■ Problem details
Rewrite the data as a Markdown table with the columns Row and Data line. Start at the first line and stop after the line containing "0,0 -> 800,450", give each row a number, and leave out blank lines.

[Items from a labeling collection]
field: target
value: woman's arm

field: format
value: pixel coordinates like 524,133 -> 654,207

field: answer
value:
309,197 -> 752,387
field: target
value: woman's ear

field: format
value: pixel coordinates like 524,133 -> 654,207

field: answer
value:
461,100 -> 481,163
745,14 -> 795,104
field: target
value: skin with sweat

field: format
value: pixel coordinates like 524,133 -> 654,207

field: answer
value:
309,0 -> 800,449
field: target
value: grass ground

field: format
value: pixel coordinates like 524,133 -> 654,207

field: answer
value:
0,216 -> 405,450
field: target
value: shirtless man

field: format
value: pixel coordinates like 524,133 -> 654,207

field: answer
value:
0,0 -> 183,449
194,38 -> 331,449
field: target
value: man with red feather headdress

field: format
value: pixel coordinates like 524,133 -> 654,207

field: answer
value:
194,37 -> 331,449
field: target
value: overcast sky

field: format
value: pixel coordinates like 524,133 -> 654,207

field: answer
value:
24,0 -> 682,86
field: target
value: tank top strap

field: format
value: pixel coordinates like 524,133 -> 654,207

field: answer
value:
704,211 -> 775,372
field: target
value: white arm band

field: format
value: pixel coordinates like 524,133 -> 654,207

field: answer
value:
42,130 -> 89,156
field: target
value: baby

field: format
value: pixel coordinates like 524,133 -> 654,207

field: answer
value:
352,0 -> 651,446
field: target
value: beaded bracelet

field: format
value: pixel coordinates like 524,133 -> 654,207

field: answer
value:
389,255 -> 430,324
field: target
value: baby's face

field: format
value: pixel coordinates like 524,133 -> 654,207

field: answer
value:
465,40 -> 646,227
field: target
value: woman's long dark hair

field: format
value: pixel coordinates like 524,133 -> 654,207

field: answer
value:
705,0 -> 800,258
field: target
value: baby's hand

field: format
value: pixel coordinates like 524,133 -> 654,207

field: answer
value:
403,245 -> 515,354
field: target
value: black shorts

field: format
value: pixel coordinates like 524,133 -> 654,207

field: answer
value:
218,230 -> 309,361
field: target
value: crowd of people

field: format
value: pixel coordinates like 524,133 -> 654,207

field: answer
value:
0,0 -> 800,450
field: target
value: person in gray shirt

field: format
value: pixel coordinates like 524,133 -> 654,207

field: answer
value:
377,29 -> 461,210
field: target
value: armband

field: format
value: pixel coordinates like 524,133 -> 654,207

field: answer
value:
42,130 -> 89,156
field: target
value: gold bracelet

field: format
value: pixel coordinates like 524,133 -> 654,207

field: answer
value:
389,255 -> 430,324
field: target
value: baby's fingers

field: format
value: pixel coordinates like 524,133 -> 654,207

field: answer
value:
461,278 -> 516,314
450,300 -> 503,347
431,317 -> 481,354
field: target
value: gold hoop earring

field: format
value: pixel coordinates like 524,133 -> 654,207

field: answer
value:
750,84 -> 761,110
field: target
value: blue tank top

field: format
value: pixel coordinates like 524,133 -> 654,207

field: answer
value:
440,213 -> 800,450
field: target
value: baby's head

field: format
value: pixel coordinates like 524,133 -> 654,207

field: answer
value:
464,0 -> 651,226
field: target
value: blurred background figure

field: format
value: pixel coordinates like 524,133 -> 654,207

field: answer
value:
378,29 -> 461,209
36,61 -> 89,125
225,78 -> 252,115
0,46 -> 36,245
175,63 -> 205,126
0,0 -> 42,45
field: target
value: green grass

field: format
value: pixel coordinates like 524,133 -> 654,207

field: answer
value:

■ The result
| Row | Data line |
|---|---|
| 1 | field: target |
| 2 | value: woman's arm |
| 3 | field: format |
| 4 | value: pixel coordinates like 524,133 -> 654,207 |
| 5 | field: answer |
| 6 | value: |
| 7 | 309,197 -> 752,387 |
| 8 | field: target |
| 9 | value: woman's ear |
| 10 | field: format |
| 11 | value: pixel coordinates like 524,133 -> 654,207 |
| 12 | field: answer |
| 13 | value: |
| 14 | 461,100 -> 481,163 |
| 15 | 745,14 -> 795,104 |
| 16 | field: target |
| 17 | value: skin with sweat |
| 18 | field: format |
| 19 | value: pixel coordinates like 524,133 -> 654,207 |
| 20 | field: answer |
| 21 | value: |
| 22 | 309,0 -> 800,449 |
| 23 | field: target |
| 24 | value: grass ground |
| 25 | field: format |
| 26 | value: pixel coordinates like 524,133 -> 654,207 |
| 27 | field: answer |
| 28 | value: |
| 29 | 0,216 -> 405,450 |
| 30 | field: target |
| 31 | value: shirtless man |
| 32 | field: format |
| 33 | value: pixel coordinates like 524,133 -> 654,207 |
| 34 | field: answer |
| 35 | value: |
| 36 | 0,0 -> 183,449 |
| 37 | 194,38 -> 331,449 |
| 38 | field: target |
| 39 | value: man with red feather headdress |
| 40 | field: format |
| 41 | value: pixel coordinates like 524,133 -> 654,207 |
| 42 | field: answer |
| 43 | value: |
| 44 | 194,37 -> 331,449 |
| 45 | field: target |
| 46 | value: overcast sky |
| 47 | field: format |
| 48 | value: pixel coordinates like 524,133 -> 654,207 |
| 49 | field: answer |
| 50 | value: |
| 51 | 24,0 -> 682,86 |
| 52 | field: target |
| 53 | value: tank top strap |
| 54 | field: format |
| 55 | value: pixel coordinates like 524,133 -> 654,207 |
| 56 | field: answer |
| 57 | value: |
| 58 | 704,211 -> 775,372 |
| 59 | field: target |
| 60 | value: white arm band |
| 61 | field: format |
| 62 | value: pixel coordinates like 524,133 -> 654,207 |
| 63 | field: answer |
| 64 | value: |
| 65 | 42,130 -> 89,156 |
| 66 | field: target |
| 67 | value: baby |
| 68 | field: format |
| 69 | value: pixel coordinates like 524,133 -> 654,207 |
| 70 | field: answer |
| 71 | value: |
| 72 | 352,0 -> 651,446 |
| 73 | field: target |
| 74 | value: beaded bracelet |
| 75 | field: format |
| 76 | value: pixel coordinates like 524,133 -> 654,207 |
| 77 | field: answer |
| 78 | value: |
| 79 | 389,255 -> 430,324 |
| 80 | field: target |
| 81 | value: baby's face |
| 82 | field: format |
| 83 | value: pixel coordinates like 524,133 -> 654,207 |
| 84 | field: answer |
| 85 | value: |
| 86 | 465,40 -> 646,227 |
| 87 | field: target |
| 88 | value: woman's long dark hair |
| 89 | field: format |
| 90 | value: pixel coordinates like 524,133 -> 654,207 |
| 91 | field: answer |
| 92 | value: |
| 93 | 705,0 -> 800,258 |
| 94 | field: target |
| 95 | value: baby's hand |
| 96 | field: format |
| 97 | value: pixel coordinates like 524,133 -> 654,207 |
| 98 | field: answer |
| 99 | value: |
| 100 | 403,245 -> 515,354 |
| 101 | field: target |
| 102 | value: black shorts |
| 103 | field: format |
| 104 | value: pixel coordinates like 524,133 -> 654,207 |
| 105 | field: answer |
| 106 | value: |
| 107 | 218,230 -> 309,361 |
| 108 | field: target |
| 109 | value: crowd of people |
| 110 | field: format |
| 111 | value: pixel coordinates like 524,133 -> 654,207 |
| 112 | field: answer |
| 113 | value: |
| 114 | 0,0 -> 800,450 |